::: TEXT SHOWN

Yes. A twenty-minute break. To smoke, to talk, to nap, whatever. After the break, we returned to the hall for more singing, more speeches, and, finally, the mousse. Then everyone was gathering their coats and purses, and my dad went into farewell mode, making sure the relatives knew how thankful we were. We stood around in the hallway, watching the photographer collect group pictures. Dad kept mange takk-ing and you have a fin familie-ing. The family seemed less affected by the goodbyes. It wasn't that they were being distant, though. It's simply that the party wasn't over.

See, after an hour or so of milling about during the photos, there was a dance. Just one. It's a traditional Norwegian dance in which hand-holding couples line up and walk around the building. It also includes making arches with your hands, walking under the arches, and clapping. In order words, the perfect dance for someone with no moves like me. (Sarah, I know you're reading this, so yes, I held hands with a boy. He is my fifth cousin or something like that, and he definitely wiped his sweaty hand on his pants once he'd let go of mine. In other words, no one fell in love.)

When that dance ended, everyone was called back into another giant room for the variety show. A guy and girl in diapers (representing Hege's daycare job) emceed another couple of hours of videos, songs, speeches, skits, which Magnus and Drude leaned over occasionally to translate.

::::::

_WRITTEN TASK A_. In the party account, how long was the break?
The listing below has no connection to the party account above.

::: SUPPLIED INFORMATION

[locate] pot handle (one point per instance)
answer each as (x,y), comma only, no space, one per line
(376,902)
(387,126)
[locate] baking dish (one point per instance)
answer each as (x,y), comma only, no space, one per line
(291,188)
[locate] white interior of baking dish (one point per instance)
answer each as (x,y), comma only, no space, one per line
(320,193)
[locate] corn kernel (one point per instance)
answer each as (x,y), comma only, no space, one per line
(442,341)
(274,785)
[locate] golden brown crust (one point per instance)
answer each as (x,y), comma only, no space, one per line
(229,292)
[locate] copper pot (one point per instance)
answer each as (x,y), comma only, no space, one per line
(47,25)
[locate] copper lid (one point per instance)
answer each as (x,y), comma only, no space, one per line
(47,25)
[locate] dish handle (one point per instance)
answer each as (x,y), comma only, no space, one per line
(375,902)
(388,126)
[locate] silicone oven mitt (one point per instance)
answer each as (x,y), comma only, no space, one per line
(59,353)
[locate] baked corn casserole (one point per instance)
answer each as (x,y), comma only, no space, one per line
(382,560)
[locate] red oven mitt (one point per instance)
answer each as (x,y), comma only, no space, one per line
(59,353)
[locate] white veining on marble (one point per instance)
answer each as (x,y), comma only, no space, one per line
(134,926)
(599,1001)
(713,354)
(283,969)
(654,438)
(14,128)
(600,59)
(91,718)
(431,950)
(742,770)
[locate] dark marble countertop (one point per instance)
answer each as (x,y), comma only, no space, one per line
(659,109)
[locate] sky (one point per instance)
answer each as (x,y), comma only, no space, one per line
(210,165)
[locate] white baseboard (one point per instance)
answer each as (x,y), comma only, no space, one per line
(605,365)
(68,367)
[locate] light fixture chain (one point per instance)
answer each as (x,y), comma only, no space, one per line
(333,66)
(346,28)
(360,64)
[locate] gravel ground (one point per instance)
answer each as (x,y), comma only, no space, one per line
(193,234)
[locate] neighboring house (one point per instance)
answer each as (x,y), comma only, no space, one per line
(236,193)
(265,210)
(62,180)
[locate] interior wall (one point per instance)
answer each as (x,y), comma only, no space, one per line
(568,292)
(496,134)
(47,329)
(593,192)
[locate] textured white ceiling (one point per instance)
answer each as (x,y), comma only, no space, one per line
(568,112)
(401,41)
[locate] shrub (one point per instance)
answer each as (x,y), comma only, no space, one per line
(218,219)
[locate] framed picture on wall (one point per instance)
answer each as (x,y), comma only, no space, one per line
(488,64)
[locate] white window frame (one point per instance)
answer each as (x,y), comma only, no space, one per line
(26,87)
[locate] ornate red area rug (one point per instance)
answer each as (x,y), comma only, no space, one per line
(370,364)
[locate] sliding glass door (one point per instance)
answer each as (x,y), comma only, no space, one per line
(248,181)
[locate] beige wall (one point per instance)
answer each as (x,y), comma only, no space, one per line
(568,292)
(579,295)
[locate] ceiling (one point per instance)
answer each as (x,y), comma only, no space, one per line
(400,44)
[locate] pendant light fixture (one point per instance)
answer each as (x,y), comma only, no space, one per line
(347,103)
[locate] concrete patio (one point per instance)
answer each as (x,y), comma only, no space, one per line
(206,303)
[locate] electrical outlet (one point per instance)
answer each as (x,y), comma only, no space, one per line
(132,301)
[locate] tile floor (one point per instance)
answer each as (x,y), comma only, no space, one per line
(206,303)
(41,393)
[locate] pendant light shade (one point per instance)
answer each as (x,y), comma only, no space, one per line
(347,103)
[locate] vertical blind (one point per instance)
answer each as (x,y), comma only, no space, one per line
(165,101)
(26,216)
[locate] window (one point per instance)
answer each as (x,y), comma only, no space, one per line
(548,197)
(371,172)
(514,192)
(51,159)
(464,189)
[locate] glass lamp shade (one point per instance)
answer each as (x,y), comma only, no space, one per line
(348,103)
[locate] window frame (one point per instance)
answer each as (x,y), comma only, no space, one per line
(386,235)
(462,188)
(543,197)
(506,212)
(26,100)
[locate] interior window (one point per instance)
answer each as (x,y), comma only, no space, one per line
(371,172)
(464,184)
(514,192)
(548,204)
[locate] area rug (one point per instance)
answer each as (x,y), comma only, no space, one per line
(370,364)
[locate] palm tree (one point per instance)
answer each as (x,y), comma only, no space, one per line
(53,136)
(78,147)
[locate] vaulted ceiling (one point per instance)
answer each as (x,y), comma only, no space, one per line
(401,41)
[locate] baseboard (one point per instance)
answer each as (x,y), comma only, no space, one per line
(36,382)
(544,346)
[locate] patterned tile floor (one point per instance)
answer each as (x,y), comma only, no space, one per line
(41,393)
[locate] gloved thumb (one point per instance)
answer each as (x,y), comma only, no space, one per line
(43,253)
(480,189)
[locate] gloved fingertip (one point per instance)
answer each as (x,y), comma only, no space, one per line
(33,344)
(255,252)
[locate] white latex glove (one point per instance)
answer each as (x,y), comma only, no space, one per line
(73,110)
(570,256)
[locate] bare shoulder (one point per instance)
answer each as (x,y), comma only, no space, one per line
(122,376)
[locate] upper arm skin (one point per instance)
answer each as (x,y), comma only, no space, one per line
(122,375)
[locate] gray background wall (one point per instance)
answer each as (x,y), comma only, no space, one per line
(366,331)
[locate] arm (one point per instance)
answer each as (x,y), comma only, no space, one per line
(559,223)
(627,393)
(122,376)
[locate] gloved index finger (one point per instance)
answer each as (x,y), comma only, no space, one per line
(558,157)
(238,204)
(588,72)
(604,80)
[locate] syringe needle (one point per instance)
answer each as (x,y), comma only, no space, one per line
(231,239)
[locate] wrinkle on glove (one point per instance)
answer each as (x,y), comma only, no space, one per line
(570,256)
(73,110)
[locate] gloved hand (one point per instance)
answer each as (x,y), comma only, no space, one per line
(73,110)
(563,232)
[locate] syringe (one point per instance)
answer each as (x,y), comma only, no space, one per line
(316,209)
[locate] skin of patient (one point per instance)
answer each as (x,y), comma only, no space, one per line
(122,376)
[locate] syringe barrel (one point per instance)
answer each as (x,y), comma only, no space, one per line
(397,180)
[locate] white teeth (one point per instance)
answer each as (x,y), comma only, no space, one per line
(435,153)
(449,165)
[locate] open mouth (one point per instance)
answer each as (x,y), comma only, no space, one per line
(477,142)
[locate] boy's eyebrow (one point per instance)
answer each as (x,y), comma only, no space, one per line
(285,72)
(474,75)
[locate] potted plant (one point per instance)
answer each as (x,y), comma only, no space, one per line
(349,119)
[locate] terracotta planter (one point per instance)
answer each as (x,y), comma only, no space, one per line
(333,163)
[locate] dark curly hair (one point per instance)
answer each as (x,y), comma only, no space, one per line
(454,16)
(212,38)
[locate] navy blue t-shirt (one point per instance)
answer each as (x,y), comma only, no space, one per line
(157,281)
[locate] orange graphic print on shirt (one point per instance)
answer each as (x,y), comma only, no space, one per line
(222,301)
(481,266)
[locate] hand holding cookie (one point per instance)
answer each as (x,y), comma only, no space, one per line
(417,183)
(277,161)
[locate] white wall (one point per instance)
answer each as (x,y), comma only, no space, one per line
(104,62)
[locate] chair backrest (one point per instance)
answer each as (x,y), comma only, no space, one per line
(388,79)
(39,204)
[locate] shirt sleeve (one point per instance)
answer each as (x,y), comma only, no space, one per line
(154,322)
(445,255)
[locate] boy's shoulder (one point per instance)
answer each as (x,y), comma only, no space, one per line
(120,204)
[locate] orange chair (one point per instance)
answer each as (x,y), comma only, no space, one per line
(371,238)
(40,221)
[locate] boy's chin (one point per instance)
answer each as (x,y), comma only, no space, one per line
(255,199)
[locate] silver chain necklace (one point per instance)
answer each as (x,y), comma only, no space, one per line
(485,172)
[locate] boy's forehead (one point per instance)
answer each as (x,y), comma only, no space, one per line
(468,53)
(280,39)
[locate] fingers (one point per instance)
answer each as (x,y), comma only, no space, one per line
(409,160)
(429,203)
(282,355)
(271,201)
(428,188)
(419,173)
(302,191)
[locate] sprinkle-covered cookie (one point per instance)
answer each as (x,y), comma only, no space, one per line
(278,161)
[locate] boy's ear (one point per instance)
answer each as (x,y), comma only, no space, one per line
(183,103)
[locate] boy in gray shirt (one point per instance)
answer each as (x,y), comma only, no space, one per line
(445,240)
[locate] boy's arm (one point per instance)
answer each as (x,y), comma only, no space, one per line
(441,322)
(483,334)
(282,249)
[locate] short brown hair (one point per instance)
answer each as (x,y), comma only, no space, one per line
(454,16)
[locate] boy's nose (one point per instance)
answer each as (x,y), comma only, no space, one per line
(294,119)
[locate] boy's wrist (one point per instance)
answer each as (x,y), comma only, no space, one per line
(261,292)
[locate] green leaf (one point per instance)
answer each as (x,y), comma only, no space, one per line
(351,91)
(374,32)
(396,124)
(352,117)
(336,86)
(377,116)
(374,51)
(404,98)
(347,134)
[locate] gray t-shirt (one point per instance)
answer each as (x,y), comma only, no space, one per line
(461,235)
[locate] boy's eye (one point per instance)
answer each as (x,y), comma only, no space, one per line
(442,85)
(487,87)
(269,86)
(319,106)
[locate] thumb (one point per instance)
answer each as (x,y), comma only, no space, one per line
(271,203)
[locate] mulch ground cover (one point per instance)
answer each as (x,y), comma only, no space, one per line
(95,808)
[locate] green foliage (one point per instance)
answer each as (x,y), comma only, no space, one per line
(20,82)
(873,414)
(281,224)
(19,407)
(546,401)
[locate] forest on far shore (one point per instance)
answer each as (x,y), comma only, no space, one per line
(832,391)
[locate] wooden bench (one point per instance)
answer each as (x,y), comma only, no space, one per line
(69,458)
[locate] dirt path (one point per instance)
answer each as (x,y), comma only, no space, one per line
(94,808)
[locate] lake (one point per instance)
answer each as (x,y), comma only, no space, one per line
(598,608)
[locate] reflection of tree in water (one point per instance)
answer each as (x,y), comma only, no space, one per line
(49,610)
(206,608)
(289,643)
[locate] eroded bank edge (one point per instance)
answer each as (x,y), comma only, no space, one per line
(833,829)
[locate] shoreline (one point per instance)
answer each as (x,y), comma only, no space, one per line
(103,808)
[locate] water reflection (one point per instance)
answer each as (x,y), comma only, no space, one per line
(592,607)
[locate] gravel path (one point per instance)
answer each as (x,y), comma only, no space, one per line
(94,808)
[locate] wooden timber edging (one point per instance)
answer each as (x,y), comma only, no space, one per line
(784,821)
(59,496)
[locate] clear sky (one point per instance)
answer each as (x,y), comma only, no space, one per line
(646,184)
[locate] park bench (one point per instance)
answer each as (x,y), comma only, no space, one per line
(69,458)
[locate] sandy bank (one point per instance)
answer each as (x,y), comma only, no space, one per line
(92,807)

::::::

_WRITTEN TASK B_. Pick out each line of the listing that contains the string "reflection".

_EXPECTED OUTPUT A_. Twenty minutes.

_EXPECTED OUTPUT B_.
[locate] reflection of tree in water (one point per instance)
[locate] water reflection (one point per instance)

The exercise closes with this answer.